Pull out every line of the data below that contains the string "trees" and copy those lines unchanged. Matching is case-sensitive.

-- BEGIN Provided records --

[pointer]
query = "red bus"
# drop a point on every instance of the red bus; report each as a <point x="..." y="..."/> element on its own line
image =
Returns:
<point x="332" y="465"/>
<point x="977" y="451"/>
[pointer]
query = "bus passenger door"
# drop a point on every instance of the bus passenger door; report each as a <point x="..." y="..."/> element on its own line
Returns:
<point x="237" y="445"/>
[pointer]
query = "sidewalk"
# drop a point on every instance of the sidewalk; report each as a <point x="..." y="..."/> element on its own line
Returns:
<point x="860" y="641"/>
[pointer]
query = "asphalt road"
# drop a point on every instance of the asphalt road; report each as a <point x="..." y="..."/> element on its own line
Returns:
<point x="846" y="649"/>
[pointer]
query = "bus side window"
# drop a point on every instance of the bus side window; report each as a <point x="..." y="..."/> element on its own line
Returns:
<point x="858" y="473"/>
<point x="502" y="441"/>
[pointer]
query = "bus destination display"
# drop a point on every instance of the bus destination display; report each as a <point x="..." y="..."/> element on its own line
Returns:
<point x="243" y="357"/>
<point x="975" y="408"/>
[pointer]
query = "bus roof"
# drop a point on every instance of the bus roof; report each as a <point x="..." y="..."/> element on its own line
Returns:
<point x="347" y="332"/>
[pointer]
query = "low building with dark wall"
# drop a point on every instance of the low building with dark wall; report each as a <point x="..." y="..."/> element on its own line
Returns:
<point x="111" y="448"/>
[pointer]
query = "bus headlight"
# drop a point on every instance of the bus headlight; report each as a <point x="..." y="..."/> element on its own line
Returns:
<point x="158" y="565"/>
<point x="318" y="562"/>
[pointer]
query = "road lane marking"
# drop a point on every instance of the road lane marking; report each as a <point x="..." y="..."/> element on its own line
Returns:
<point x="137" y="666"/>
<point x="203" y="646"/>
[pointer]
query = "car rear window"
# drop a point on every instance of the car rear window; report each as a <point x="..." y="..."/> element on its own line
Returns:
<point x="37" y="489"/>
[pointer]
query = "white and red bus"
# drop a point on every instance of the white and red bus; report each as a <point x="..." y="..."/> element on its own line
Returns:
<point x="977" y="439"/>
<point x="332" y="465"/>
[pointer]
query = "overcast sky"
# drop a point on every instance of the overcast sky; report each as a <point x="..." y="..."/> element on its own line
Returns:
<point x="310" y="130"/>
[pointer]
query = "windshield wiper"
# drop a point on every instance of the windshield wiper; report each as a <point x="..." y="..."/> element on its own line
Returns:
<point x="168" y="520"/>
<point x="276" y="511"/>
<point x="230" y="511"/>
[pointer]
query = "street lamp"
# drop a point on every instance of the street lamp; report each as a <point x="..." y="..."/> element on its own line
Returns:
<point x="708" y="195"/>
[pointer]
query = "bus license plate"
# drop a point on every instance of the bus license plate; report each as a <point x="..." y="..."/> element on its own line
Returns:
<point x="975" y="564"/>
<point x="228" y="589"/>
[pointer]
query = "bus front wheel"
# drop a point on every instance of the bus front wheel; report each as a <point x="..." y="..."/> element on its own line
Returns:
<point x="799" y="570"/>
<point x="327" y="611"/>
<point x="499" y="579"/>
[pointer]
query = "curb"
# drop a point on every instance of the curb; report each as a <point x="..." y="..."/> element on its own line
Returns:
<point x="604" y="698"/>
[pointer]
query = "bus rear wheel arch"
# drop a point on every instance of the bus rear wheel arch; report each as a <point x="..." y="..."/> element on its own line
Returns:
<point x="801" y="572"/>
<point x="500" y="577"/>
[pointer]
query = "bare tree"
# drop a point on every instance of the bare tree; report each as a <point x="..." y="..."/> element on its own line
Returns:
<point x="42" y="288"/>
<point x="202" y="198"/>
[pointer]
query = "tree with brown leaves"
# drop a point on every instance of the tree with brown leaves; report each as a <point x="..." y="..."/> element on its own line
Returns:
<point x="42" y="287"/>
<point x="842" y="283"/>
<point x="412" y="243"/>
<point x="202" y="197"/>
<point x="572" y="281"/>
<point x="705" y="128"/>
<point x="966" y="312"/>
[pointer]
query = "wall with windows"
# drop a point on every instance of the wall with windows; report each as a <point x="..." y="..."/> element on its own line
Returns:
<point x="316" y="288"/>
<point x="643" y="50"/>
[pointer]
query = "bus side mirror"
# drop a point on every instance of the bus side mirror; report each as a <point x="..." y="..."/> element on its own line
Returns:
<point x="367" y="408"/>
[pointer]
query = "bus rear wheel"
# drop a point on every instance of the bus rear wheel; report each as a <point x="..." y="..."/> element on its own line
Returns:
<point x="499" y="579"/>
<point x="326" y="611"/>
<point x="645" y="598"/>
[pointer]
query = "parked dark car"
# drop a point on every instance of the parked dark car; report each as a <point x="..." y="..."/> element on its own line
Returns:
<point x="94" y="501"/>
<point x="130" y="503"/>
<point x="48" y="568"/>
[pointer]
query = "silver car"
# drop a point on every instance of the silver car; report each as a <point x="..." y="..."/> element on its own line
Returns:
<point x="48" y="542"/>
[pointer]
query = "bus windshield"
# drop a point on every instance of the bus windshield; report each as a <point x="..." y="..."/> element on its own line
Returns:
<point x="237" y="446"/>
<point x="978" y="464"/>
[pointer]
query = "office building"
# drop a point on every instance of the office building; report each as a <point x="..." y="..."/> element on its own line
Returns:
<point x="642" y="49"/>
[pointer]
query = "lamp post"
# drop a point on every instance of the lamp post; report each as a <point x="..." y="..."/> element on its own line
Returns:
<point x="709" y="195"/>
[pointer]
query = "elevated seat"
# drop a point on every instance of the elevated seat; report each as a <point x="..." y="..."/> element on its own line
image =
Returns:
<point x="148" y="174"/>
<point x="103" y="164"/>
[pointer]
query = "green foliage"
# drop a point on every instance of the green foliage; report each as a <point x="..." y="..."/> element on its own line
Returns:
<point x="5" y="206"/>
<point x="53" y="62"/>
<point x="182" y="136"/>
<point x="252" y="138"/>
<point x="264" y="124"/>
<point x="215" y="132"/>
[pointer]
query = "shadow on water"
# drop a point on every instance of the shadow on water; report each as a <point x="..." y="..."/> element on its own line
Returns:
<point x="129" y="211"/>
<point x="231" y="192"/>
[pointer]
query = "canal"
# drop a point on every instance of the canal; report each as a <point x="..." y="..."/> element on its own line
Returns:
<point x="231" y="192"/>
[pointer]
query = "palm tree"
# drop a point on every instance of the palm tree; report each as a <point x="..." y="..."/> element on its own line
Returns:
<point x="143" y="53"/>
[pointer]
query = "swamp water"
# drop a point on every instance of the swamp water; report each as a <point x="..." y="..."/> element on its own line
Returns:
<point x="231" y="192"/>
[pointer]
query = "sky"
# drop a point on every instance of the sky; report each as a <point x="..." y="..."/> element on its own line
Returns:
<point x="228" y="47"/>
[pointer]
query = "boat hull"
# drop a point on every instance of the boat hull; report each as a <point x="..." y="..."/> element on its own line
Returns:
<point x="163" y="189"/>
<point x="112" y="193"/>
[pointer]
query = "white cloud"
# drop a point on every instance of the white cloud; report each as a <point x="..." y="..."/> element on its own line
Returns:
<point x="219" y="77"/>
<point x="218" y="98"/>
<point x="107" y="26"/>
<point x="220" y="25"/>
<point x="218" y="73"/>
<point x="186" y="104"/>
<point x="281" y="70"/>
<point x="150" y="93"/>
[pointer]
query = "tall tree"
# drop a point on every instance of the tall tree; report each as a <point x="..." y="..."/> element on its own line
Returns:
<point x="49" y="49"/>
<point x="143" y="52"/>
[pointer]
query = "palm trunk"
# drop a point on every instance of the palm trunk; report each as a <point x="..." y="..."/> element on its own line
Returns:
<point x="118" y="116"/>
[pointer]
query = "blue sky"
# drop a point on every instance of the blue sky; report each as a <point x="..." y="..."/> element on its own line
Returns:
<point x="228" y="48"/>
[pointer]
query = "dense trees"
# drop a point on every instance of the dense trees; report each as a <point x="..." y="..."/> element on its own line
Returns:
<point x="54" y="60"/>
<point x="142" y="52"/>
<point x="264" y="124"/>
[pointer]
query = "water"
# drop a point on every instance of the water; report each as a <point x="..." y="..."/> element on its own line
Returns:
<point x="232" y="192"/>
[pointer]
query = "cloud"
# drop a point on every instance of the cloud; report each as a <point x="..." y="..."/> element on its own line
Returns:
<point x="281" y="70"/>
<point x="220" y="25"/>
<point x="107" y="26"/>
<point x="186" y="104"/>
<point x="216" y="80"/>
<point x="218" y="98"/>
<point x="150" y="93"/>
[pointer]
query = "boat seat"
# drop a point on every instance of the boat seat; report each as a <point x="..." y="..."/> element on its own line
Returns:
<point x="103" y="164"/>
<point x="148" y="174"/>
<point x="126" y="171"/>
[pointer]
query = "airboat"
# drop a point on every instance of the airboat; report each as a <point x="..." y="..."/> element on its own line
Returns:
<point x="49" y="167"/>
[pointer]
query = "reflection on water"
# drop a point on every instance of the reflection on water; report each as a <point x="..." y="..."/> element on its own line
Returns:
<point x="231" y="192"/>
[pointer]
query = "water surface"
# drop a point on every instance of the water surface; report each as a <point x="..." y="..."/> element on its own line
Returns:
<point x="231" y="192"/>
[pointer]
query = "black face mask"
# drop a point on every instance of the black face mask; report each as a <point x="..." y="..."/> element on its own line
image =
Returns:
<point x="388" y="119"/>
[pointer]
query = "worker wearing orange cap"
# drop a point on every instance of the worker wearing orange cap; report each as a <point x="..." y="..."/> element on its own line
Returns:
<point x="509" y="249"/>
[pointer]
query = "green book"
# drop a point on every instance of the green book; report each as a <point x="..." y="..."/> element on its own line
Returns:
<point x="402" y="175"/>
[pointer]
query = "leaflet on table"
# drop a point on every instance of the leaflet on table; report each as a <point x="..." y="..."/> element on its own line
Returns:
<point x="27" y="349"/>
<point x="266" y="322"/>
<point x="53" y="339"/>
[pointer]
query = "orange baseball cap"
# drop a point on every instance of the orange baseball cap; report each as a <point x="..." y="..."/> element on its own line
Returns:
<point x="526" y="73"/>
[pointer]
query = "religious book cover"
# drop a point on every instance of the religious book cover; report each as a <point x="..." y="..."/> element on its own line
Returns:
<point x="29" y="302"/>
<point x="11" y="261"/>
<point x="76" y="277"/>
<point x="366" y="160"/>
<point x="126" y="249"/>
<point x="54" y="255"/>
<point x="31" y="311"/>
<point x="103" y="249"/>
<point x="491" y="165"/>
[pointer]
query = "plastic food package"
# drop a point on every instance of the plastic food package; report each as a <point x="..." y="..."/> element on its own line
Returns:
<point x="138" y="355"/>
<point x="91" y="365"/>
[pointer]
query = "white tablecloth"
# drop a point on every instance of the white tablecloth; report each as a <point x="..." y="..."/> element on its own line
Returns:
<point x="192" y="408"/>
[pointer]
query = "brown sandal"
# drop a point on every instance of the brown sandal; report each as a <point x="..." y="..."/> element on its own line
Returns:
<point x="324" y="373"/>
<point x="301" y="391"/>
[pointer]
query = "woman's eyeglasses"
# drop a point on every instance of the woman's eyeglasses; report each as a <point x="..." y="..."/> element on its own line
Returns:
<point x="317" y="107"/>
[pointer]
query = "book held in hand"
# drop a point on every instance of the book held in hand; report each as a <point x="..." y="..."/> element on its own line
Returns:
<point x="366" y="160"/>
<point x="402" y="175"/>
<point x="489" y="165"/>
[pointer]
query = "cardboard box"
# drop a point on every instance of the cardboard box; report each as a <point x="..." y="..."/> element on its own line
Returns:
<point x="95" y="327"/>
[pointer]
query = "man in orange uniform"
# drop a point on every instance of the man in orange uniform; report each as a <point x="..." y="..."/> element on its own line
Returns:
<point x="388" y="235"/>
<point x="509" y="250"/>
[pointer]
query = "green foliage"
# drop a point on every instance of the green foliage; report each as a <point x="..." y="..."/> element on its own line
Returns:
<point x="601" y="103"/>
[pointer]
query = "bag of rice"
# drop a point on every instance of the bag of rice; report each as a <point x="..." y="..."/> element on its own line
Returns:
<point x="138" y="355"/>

-- END Provided records --

Solved problem:
query = "dense trees"
# drop a point on every instance of the dense trees; report each as a <point x="..." y="..."/> element on its own line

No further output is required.